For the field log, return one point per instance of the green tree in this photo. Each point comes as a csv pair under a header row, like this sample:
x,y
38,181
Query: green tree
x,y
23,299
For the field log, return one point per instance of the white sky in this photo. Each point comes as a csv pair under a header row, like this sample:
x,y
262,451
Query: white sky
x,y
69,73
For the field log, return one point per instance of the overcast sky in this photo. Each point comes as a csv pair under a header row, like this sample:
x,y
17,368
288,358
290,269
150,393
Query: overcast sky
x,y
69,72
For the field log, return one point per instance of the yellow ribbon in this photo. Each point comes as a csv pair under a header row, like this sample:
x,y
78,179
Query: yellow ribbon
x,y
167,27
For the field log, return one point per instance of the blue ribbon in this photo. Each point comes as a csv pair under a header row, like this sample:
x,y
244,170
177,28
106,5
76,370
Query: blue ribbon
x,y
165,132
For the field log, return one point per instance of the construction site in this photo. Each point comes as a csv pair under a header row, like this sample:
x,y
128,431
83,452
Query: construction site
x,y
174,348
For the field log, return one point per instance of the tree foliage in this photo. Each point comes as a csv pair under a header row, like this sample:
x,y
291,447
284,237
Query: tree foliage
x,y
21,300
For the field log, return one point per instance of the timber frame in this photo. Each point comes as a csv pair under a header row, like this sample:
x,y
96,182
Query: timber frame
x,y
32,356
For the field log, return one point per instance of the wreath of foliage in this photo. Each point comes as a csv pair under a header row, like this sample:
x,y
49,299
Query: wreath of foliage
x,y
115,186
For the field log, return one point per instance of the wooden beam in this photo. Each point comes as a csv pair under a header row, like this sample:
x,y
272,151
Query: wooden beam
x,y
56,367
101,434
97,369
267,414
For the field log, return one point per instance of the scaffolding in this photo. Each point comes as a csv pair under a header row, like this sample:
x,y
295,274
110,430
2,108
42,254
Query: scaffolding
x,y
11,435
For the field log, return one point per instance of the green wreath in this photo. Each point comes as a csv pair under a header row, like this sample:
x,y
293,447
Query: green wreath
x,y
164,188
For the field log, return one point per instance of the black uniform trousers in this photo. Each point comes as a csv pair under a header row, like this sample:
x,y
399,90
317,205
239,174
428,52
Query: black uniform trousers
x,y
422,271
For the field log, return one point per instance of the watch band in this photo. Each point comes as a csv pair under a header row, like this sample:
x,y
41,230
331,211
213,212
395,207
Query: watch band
============
● **WRITTEN EXERCISE**
Extract, unchanged, the closing run of lines that opens with the line containing "the green wreath" and ends with the last line.

● **ANSWER TO THE TASK**
For the field log, return one point per instance of the green wreath in this photo. Each point comes as a csv pair under a header row, like this sample:
x,y
293,447
Query: green wreath
x,y
164,188
For the field log, return one point per instance of the black uniform trousers in this photo. Each point comes as a csv pair under a header row, like this sample:
x,y
399,90
317,205
239,174
428,52
Query: black uniform trousers
x,y
422,271
For the field log, return one point per instance of the watch band in this photo. Each point comes as a csv pair under a header row, like this sample:
x,y
41,230
331,211
213,212
395,207
Query: watch band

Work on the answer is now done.